(Excerpts from a detection dataset)
Begin

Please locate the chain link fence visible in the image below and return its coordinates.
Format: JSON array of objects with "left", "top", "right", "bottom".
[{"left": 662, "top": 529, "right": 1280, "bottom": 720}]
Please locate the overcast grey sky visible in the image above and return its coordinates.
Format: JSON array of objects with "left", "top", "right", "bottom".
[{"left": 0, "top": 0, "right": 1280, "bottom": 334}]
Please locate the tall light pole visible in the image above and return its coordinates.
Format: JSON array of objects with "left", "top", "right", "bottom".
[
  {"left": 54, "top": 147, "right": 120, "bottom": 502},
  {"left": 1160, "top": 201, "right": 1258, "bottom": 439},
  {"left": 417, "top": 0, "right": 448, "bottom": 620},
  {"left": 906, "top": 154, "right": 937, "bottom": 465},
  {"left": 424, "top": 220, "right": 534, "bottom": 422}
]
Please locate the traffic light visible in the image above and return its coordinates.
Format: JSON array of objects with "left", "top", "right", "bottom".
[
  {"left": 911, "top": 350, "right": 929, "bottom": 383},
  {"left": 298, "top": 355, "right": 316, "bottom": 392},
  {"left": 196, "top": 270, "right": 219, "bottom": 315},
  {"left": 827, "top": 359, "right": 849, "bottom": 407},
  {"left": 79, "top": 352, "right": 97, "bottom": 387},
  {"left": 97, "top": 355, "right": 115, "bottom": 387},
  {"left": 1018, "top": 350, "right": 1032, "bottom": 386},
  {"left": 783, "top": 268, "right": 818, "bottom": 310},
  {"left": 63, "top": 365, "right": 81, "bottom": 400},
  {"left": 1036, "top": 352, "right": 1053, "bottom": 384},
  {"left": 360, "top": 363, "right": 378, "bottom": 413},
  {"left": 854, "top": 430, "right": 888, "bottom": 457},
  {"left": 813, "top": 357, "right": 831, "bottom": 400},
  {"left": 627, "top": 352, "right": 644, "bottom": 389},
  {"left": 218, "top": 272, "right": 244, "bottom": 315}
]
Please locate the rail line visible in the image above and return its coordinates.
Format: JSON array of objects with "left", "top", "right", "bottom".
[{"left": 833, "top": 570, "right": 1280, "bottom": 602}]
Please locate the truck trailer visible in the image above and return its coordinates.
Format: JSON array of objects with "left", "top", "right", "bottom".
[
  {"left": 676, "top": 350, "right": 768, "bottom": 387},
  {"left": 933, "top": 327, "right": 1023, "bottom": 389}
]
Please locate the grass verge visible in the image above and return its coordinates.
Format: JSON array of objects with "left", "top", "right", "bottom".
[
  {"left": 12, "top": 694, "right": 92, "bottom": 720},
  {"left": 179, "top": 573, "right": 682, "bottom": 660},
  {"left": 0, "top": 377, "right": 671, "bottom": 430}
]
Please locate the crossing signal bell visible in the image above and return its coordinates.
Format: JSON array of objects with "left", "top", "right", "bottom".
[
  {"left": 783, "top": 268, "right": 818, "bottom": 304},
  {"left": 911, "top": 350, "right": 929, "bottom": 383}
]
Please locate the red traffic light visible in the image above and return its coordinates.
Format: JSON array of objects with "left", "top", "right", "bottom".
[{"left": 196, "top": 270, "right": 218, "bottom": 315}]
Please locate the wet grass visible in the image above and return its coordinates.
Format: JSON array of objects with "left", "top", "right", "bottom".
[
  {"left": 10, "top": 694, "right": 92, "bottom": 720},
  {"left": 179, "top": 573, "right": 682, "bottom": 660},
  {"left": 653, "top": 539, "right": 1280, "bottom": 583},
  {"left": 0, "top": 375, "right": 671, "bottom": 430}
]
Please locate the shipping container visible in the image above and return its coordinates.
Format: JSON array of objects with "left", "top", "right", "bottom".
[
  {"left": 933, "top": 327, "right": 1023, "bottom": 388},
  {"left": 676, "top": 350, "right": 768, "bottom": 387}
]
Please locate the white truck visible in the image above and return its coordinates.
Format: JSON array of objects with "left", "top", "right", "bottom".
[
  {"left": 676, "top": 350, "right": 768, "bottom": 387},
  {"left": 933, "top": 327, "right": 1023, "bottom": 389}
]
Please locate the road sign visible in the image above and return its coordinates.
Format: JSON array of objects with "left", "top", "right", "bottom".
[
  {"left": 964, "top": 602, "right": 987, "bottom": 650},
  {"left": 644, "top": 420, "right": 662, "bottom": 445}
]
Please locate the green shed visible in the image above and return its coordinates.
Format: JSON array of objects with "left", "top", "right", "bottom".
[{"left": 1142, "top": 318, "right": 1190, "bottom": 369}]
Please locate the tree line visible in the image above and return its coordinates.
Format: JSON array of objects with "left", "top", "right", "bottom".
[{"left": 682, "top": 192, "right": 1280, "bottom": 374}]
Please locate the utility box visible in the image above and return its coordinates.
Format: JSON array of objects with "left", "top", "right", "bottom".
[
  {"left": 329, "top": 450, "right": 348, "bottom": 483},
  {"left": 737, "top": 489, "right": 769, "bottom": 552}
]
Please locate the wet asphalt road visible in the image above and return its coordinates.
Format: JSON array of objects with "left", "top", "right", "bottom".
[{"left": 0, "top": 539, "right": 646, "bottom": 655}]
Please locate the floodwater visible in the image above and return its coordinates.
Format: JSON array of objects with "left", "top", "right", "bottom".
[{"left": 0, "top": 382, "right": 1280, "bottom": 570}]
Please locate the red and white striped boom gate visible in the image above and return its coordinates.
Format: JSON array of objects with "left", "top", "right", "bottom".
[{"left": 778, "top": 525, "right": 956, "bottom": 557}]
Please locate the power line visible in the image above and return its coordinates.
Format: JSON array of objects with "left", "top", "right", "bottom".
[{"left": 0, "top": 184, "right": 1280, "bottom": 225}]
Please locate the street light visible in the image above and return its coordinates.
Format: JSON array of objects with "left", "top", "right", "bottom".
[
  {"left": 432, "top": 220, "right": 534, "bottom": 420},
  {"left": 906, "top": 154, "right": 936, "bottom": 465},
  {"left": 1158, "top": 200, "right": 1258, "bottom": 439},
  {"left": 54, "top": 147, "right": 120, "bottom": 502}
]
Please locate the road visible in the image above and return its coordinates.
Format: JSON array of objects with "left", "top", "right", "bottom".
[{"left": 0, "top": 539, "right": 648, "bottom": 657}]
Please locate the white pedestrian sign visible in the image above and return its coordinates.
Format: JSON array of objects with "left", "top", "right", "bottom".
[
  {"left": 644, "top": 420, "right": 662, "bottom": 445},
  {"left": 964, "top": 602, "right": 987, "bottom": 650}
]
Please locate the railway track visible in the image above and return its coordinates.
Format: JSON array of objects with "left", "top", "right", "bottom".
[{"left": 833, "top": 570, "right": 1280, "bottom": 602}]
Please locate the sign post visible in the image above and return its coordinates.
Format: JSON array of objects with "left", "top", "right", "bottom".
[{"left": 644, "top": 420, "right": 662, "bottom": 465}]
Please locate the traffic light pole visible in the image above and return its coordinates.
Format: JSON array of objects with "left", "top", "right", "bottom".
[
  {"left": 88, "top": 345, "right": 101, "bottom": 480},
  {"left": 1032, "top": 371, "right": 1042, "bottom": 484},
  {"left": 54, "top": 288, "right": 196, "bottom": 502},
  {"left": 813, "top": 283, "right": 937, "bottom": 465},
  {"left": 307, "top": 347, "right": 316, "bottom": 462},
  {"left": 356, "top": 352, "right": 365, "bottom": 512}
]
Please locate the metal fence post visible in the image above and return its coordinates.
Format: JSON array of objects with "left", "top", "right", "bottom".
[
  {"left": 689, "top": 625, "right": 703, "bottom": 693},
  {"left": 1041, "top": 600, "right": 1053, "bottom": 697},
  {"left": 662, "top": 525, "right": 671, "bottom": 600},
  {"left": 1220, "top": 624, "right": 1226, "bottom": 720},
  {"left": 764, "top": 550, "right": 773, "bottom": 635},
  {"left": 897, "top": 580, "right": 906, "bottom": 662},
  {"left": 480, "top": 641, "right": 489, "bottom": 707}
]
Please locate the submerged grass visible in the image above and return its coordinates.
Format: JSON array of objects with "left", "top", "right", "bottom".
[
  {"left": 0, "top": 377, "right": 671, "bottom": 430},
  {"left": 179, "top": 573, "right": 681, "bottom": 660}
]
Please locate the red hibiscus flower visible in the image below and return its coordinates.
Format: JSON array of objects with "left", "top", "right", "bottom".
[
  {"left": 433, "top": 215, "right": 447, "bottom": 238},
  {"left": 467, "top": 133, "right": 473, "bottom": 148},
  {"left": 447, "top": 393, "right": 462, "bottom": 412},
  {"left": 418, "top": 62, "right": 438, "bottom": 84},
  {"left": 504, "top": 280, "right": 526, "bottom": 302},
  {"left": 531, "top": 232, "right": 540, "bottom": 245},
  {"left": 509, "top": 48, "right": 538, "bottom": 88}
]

End

- Work to be completed: Repeat only what runs from the line holding "Please locate the metal" to the end of the data, keeping every line exactly as written, first and last included.

- Solution for this problem:
Please locate the metal fence post visible in the image above and return its coordinates.
Format: JSON array of objects with "left", "top", "right", "bottom".
[
  {"left": 689, "top": 625, "right": 703, "bottom": 693},
  {"left": 1041, "top": 600, "right": 1053, "bottom": 697},
  {"left": 662, "top": 525, "right": 671, "bottom": 600},
  {"left": 1220, "top": 624, "right": 1226, "bottom": 720},
  {"left": 764, "top": 550, "right": 773, "bottom": 635},
  {"left": 897, "top": 580, "right": 906, "bottom": 662},
  {"left": 480, "top": 641, "right": 489, "bottom": 707}
]
Please locate the submerged grass visible in the image above and return its coordinates.
Format: JSON array of objects with "left", "top", "right", "bottom".
[
  {"left": 0, "top": 377, "right": 671, "bottom": 430},
  {"left": 179, "top": 573, "right": 681, "bottom": 660}
]
Please locate the red hibiscus flower visible in the image below and return its coordinates.
Format: JSON array of objects with "left", "top", "right", "bottom".
[
  {"left": 433, "top": 215, "right": 447, "bottom": 238},
  {"left": 467, "top": 133, "right": 473, "bottom": 148},
  {"left": 447, "top": 393, "right": 462, "bottom": 412},
  {"left": 418, "top": 62, "right": 438, "bottom": 84},
  {"left": 504, "top": 280, "right": 526, "bottom": 302},
  {"left": 531, "top": 232, "right": 540, "bottom": 245},
  {"left": 509, "top": 48, "right": 538, "bottom": 88}
]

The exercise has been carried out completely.